**QUOTED PASSAGE**
- - - - -

Commercial Alert filed its complaint last July, claiming that a lack of disclosure about paid content integrated into search results constituted "deceptive advertising," something the FTC regulates against. The group, backed by consumer advocate Ralph Nader, sees the FTC's action as a victory, it said.
"We thank the FTC for their investigation and effort to protect citizens from sleazy search engines," said Gary Ruskin, executive director of Commercial Alert.
In the year since the complaint was filed, several search engines have made improvements that even Ruskin recognizes. However, there is still more that need to be done, he said.
"Practices have gotten somewhat better since I filed the complaint. But, some search engines have a long way to go," Ruskin said.
I've not yet queried the major search engines about their reaction to the FTC letter. Moreover, I'm going to wait a bit before doing so. I'd prefer to let the search engines have time to actually read what the FTC is recommending. This should provide more thoughtful answers about how they see themselves measuring up and any actions they plan to take. I'll then provide these responses in a follow-up to this article.
A Reuters article listed below does provide some preliminary reaction from search engines. Comments are as you might expect. Search engines cited say they aren't misleading with paid content but will still review and take seriously the FTC recommendations.
Claims about being in compliance with FTC's guidance don't hold up in a Search Engine Watch survey of paid content conducted last Friday, when the FTC letter was released. Only Google, among all the major search engines, was found to be providing the "clear and conspicuous" disclosure that the FTC recommends.
A sidebar article, Paid Content Disclosure Ratings, explains this in more detail. However, the main failing point for all the other major search engines revolves around the issue of "paid inclusion," where they accept money to list web sites but don't guarantee placement. We'll explore what the FTC thinks about this particular aspect of paid content further below, as well as "paid placement," where listings are guaranteed to rank highly for particular terms.
It's A Big Article -- Here's What's Coming!
Before going further, I thought it useful to provide a guide to the rest of this article. It's very long, and I've ordered the sections to best guide those who are new to the issues involved through an education process. Some people may prefer to jump directly to particular sections, and you can do this via the links below. Otherwise, just keep scrolling along. All links are to sections within this page.
- Being Historically "Pure" Places Greater Burden To Disclose
- Issues With Paid Placement
- Getting Paid Placement Disclosure Right -- And Wrong
- Issues With Paid Inclusion
- How To Disclose Paid Inclusion
- Tricky Stuff: Content Promotion, Partnerships & Results From Others
- Who Does This Apply To?
- Must They Follow The Guidelines? And If So, What Are Those?
- Do Consumers Care?
- But They Don't Read, They Don't Click!
- Resources & Links
I'll discuss the FTC's view about specific types of paid content below. However, it's important to understand that neither the original complaint nor the FTC's response to search engines suggests that the inclusion of paid content in search results is wrong. Rather, the concern is over disclosure. There is worry that the public may not realize that search engines have paid content, especially given that search engines have historically only provided "pure" editorial-style results.
The type of search engines we use today to scour the web first emerged in 1994. For the first six years of the industry's eight-year life span, the presence of paid listings in their search results was minimal to non-existent. That is to say, at least the presence of paid listings that were sold on behalf of the search engines themselves.
During this period, third-party "search engine optimization" firms were paid for listings obtained in search engines either through legitimate or illegitimate means, but the search engines did not benefit from this. Indeed, such third-party efforts continue today and can be a major problem for search engines, when done illegitimately. This is also in part why there is no such thing as truly "pure" search results.

- - - - -

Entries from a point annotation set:
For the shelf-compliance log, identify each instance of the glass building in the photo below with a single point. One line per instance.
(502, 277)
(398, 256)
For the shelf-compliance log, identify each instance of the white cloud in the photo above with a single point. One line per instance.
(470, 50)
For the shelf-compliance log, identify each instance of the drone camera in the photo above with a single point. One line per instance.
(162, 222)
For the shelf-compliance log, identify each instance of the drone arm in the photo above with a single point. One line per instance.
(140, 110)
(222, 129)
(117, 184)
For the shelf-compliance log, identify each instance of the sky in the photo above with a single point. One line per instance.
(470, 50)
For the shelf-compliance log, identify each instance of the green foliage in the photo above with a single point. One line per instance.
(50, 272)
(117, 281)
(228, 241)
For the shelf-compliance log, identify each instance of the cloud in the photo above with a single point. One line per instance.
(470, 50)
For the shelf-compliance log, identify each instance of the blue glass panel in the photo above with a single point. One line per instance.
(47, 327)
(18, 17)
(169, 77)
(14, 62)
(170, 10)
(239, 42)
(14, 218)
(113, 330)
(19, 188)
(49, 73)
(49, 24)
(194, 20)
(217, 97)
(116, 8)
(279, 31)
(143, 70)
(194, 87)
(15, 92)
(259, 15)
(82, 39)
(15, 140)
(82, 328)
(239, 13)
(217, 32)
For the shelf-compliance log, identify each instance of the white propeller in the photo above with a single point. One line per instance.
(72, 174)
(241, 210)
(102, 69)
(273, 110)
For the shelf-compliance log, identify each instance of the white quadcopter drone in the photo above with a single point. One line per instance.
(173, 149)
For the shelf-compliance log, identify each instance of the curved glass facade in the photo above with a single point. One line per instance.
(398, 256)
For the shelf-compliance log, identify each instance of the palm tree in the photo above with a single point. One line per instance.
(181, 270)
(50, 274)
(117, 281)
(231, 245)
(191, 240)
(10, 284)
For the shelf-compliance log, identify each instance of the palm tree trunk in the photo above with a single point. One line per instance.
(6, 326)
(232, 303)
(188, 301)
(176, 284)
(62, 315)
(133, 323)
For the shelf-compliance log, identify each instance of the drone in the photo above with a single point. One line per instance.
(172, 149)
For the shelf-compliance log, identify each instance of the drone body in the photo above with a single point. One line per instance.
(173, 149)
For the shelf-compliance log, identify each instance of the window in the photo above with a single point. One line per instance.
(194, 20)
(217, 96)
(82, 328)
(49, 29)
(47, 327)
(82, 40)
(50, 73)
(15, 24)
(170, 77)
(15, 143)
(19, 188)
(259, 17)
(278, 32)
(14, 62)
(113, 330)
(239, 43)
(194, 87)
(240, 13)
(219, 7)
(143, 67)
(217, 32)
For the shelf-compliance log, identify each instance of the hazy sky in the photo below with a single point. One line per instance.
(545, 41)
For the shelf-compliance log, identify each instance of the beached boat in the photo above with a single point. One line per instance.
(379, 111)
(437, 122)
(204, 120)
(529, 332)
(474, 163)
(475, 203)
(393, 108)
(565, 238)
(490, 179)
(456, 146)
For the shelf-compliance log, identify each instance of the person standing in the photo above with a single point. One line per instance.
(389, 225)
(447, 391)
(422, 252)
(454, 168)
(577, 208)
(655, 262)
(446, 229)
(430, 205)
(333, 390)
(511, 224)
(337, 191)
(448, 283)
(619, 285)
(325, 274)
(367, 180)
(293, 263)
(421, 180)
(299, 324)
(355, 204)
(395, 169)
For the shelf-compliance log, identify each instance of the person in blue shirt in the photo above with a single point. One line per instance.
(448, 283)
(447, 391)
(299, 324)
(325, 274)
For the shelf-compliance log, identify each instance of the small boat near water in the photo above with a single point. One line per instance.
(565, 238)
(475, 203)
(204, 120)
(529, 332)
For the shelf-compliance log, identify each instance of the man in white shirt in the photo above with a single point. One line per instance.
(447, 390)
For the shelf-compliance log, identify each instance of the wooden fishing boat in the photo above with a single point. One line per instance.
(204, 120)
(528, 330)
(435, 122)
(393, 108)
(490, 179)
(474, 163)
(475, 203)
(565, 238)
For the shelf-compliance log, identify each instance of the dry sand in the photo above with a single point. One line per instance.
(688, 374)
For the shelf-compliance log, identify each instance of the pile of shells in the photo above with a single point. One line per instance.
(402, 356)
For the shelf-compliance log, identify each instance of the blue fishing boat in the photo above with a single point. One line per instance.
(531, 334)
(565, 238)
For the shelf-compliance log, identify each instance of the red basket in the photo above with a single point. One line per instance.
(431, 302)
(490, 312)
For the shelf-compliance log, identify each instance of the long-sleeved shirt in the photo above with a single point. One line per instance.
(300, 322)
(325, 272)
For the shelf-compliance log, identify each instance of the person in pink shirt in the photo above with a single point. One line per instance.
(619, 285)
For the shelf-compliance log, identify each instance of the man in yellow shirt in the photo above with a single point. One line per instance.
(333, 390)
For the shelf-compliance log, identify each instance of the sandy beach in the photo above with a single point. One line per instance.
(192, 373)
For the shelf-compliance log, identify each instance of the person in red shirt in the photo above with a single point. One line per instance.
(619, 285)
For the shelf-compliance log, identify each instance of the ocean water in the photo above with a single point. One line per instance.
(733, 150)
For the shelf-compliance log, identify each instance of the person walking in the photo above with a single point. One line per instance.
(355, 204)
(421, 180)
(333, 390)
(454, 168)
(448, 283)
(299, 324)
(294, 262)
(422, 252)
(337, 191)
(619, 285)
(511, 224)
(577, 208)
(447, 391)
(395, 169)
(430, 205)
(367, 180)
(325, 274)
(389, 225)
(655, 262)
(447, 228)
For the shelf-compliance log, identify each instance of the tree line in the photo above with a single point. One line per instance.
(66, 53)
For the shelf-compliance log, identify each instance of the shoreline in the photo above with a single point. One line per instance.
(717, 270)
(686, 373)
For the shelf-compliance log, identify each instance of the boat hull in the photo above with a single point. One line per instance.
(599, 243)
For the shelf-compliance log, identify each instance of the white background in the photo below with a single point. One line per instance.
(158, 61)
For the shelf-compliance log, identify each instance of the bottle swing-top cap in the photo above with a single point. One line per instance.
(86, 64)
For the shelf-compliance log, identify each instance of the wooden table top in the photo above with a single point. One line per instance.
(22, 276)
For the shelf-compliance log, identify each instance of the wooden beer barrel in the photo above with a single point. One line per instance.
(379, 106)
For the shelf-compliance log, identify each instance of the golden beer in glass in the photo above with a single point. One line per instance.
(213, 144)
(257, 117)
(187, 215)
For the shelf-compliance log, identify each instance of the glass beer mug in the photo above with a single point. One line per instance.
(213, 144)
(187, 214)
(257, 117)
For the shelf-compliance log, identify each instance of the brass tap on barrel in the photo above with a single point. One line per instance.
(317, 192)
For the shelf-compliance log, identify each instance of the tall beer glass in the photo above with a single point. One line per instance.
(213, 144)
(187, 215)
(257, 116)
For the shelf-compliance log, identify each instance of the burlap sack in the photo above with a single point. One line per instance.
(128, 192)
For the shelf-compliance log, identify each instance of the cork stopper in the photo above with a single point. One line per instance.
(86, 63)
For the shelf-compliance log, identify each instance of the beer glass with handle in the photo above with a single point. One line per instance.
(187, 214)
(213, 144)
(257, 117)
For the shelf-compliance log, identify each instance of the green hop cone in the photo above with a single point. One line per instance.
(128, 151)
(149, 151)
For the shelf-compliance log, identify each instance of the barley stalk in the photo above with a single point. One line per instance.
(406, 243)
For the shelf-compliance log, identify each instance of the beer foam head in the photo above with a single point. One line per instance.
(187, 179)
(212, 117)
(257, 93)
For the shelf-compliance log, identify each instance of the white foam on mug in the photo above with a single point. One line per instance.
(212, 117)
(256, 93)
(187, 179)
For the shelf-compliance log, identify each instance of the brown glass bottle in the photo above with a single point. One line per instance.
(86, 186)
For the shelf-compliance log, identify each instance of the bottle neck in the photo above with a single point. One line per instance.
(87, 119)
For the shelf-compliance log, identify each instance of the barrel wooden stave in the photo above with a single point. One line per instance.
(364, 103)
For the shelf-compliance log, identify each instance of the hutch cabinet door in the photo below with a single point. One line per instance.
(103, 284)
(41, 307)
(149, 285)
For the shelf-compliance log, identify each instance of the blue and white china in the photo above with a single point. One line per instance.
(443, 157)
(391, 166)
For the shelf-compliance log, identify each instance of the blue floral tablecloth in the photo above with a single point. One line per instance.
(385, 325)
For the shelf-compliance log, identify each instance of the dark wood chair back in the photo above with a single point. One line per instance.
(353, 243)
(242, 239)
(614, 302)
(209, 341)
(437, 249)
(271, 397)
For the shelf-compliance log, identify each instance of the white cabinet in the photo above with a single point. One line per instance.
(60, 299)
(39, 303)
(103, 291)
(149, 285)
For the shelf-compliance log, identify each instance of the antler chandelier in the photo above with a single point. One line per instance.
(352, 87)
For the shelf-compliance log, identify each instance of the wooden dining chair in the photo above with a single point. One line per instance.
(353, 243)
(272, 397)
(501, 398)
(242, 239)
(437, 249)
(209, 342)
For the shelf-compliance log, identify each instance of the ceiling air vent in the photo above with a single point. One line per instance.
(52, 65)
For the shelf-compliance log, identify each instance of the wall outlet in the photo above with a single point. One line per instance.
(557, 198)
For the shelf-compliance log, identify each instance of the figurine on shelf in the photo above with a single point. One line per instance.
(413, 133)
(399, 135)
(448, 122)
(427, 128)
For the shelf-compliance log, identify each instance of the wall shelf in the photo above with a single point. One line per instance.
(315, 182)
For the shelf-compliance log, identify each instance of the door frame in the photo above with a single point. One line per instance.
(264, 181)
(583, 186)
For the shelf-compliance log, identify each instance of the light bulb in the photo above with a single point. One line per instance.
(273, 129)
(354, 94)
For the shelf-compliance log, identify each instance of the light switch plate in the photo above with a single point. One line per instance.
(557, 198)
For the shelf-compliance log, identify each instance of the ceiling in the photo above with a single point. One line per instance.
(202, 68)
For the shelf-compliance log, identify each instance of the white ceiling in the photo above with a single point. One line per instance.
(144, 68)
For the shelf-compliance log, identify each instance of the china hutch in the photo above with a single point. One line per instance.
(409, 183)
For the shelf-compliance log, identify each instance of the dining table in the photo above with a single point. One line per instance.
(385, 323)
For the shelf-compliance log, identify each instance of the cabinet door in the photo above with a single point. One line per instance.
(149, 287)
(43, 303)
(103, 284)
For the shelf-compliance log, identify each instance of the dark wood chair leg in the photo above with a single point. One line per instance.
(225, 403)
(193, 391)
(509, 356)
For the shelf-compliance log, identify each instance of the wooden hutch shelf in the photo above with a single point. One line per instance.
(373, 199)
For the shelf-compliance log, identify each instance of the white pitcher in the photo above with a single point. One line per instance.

- - - - -

**DIRECTIONS**
**a.** Count the lines of the records that contain the string "beer", treating case as significant. Give only the number.
**b.** Pick up the article on paid content in search engine results where it stops, and keep writing it.

**WRITTEN ANSWERS**
**a.** 6

**b.**
GoTo (now called Overture) was the exception among the major search engines. It appeared in early 1998 and proudly boasted of selling placement to the highest bidder. In late 2000, this same company sparked a major change among all the other major search engines, in terms of paid content.
In September 2000, Overture signed what I'd consider its first major distribution deal, which placed the company's paid listings on Netscape Search and AOL Search. Other deals soon followed. By the end of 2001 -- in the space of a just year -- every major search engine had paid listings of some type prominently in its search results.
Overture was not the only provider of this paid content. For example, Inktomi had also unveiled a "paid inclusion" program in 2000 that distributed paid listings to its partners. Google, "officially" launched in September 1999, debuted its own paid listings just three months later.
Regardless of how paid listings were obtained, the point is that in a very short period of time, they began appearing alongside "editorial" search results. However, consumers might have no clue about this development. Paid listings might look the same as editorial results, or if they were labeled, titles such as "Partner Search Results" or "Featured Listings" didn't connote a paid arrangement.
Commercial Alert, among others, felt such a shift warranted greater disclosure of paid content. Users either had learned or believed that search engines represented a source of unbiased information, so if those search engines were going to change direction and be more influenced by payment, they needed to disclose this.
"Because of the earlier editorial integrity in search engine results, there is an implied representation to search engine users that listings are not skewed by marketing or commercialism. Consumers are accustomed to search engine protocols based on editorial integrity, and have not been told of the departure from these protocols. In effect, this is a high-tech case of 'bait and switch.'," the organization wrote in its complaint to the FTC.
The FTC has agreed with this view, stating in its response to Commercial Alert's complaint:
"Because search engines historically displayed search results based on relevancy to the search query, as determined by algorithms or other objective criteria, the staff believes that consumers may reasonably expect that the search results displayed by individual search engines are ranked in accordance with this standard industry practice - that is, based on a set of impartial factors. Thus, a departure from the standard practice, such as a search engine's insertion of paid-for placements in the search list, may need to be disclosed clearly and conspicuously to avoid the potential for deception," the letter said.
So if payment is accepted in association with listings, this arrangement needs to be disclosed, the FTC has said. It further calls out two types of paid content arrangements, the first of which is "paid placement."
I've always described paid placement listings to be those where rankings for particular terms are guaranteed (see the Buying Your Way In page). The commission adopts a slightly broader definition, in its response to Commercial Alert:
"The staff considered 'paid placement' to be any program in which individual Web sites or URLs can pay for a higher ranking in a search results list, with the result that relevancy measures alone do not dictate their rank," the commission defined.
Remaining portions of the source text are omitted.